WORK ITEM
Each line from the one containing "the truck window" through the end of the entries below must be output exactly; no other line belongs.

INFORMATION PROVIDED START

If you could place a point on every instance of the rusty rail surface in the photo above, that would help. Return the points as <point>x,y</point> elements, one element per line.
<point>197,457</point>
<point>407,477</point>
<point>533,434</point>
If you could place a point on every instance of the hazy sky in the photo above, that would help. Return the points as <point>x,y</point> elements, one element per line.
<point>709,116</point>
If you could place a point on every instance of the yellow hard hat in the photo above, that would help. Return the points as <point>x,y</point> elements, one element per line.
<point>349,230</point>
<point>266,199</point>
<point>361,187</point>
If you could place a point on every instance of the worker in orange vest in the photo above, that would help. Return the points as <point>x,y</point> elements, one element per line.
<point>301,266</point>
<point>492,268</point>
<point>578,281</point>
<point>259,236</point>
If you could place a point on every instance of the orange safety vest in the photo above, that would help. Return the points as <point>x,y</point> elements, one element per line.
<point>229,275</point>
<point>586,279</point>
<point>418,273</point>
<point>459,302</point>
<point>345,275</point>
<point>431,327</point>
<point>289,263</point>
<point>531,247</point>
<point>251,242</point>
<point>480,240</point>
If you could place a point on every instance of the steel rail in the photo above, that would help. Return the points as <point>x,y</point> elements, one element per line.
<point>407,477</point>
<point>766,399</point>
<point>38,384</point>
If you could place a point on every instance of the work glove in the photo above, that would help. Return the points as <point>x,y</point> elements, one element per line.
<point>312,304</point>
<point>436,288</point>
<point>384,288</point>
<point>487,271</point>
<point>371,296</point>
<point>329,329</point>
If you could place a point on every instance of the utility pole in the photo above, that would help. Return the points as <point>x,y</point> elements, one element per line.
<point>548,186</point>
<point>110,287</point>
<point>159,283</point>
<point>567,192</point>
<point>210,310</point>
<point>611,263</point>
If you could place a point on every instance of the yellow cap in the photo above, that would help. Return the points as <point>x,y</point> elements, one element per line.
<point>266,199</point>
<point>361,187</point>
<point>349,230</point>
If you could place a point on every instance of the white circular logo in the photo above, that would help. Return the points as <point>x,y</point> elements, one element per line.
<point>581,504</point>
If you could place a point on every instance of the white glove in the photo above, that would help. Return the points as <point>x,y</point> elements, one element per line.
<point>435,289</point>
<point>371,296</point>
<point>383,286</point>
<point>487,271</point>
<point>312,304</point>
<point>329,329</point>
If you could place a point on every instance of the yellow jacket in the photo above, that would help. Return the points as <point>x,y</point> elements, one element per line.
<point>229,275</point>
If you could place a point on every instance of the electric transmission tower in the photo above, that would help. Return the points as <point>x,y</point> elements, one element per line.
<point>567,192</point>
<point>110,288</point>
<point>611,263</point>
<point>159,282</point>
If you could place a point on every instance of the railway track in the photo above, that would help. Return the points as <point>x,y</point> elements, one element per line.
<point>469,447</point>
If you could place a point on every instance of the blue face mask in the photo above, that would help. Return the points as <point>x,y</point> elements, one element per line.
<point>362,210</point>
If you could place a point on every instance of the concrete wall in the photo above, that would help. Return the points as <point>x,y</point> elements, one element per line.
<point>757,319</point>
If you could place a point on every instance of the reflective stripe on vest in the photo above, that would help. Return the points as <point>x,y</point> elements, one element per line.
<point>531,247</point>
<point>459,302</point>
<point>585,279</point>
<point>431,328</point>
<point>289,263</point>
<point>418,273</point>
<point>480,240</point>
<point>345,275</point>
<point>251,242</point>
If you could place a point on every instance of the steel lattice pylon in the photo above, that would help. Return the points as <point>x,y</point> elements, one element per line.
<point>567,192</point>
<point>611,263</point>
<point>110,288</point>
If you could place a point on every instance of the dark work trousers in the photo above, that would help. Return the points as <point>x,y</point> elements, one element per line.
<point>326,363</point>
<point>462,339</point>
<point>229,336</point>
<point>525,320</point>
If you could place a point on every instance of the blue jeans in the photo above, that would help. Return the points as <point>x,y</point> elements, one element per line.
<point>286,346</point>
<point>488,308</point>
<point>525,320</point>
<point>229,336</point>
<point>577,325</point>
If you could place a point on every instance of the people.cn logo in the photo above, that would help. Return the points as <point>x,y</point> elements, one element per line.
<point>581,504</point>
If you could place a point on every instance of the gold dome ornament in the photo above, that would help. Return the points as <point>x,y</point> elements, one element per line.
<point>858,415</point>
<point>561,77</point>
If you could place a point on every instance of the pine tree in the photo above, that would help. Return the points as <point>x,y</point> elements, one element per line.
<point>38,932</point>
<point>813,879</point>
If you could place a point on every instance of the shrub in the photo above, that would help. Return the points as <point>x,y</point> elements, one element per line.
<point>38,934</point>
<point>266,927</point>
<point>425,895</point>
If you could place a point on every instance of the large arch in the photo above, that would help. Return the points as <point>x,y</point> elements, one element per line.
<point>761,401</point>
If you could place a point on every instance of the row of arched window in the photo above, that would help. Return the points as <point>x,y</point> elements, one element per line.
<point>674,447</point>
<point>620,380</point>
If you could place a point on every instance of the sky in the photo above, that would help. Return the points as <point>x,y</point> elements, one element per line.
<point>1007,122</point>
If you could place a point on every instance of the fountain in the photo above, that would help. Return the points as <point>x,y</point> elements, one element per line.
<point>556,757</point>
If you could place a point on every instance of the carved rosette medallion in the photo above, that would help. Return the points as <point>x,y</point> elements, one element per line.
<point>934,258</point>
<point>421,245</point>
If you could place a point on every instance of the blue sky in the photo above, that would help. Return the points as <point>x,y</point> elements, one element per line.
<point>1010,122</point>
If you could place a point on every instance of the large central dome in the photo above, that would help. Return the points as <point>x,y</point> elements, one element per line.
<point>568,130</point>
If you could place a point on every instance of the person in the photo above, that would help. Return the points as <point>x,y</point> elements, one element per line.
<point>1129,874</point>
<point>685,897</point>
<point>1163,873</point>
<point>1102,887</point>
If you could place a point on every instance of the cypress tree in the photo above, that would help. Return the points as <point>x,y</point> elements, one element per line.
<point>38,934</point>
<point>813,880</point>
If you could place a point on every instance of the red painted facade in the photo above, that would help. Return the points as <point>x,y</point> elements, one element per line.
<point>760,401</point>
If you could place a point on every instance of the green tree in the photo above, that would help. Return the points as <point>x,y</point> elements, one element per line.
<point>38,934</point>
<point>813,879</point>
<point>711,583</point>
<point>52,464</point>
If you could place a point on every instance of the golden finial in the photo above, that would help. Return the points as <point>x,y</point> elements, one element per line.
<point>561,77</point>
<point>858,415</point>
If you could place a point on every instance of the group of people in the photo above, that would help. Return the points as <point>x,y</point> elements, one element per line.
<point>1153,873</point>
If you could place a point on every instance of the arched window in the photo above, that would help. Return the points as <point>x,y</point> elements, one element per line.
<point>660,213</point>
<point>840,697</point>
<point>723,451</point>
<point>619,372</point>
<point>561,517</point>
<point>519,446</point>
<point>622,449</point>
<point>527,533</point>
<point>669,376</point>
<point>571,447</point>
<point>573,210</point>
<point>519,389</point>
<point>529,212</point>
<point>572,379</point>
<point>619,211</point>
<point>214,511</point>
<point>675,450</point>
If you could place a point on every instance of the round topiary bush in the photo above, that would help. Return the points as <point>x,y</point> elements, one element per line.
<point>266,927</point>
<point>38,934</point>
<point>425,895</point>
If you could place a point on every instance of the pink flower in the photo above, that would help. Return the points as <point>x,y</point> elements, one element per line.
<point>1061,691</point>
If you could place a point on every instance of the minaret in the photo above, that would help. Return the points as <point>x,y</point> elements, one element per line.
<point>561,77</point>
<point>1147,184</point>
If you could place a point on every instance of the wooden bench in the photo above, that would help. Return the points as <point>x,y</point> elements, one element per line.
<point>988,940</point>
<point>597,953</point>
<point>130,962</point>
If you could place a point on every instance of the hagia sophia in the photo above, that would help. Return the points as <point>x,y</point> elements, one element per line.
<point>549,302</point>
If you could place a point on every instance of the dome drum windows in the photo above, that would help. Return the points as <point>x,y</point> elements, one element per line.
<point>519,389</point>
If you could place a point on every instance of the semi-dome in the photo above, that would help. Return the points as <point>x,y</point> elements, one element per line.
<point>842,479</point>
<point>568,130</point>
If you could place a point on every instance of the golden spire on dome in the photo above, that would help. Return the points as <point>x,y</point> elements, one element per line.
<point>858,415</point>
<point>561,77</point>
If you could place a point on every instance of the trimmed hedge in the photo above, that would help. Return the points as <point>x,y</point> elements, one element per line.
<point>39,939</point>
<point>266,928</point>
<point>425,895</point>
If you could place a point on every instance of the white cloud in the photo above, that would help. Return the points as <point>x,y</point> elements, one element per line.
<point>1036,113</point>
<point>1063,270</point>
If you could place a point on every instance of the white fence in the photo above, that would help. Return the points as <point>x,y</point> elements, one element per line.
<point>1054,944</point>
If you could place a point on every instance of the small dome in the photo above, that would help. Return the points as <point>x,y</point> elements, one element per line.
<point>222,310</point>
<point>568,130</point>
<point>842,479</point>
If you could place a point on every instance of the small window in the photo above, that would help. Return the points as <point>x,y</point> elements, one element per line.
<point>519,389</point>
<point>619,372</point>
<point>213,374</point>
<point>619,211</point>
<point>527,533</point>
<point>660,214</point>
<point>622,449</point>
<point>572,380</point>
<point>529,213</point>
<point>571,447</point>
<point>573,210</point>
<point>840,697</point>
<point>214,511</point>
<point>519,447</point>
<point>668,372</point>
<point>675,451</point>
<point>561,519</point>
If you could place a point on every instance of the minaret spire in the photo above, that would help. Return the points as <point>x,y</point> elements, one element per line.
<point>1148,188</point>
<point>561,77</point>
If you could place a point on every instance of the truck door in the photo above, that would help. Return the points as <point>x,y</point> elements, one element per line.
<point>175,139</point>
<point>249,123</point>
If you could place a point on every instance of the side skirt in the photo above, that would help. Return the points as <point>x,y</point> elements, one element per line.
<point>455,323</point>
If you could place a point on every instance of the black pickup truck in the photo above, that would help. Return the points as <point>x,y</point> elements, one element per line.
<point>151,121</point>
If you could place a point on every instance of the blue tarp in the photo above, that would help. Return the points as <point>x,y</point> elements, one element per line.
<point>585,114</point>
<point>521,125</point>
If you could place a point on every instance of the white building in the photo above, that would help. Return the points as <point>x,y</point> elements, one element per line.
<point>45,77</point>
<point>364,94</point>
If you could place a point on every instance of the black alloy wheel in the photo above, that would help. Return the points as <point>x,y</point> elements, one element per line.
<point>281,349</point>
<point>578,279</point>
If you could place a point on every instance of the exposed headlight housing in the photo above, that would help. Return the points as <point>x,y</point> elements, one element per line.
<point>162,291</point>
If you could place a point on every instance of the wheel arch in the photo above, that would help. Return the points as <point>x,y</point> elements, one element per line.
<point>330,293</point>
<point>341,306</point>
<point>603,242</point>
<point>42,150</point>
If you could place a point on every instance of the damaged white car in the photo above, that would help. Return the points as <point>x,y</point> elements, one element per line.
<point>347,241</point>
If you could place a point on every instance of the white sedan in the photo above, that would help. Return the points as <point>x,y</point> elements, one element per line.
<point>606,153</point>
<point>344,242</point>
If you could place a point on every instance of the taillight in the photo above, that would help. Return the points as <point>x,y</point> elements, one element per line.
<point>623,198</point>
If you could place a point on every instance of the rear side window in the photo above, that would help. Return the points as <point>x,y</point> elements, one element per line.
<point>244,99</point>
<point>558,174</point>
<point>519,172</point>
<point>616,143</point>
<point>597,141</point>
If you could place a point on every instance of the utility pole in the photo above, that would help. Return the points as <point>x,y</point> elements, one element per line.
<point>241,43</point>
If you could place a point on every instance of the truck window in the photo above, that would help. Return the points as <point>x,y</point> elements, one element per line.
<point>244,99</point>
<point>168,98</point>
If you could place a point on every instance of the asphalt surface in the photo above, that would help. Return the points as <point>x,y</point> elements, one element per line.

INFORMATION PROVIDED END

TASK RESPONSE
If you could place a point on every instance of the truck window in the photo above, that would help. Return the points as <point>x,y</point> elements, one element per line.
<point>244,99</point>
<point>168,98</point>
If you could place a point on every instance of the asphalt surface in the photo above, that would help. Return the points as <point>x,y</point> elements, one element per line.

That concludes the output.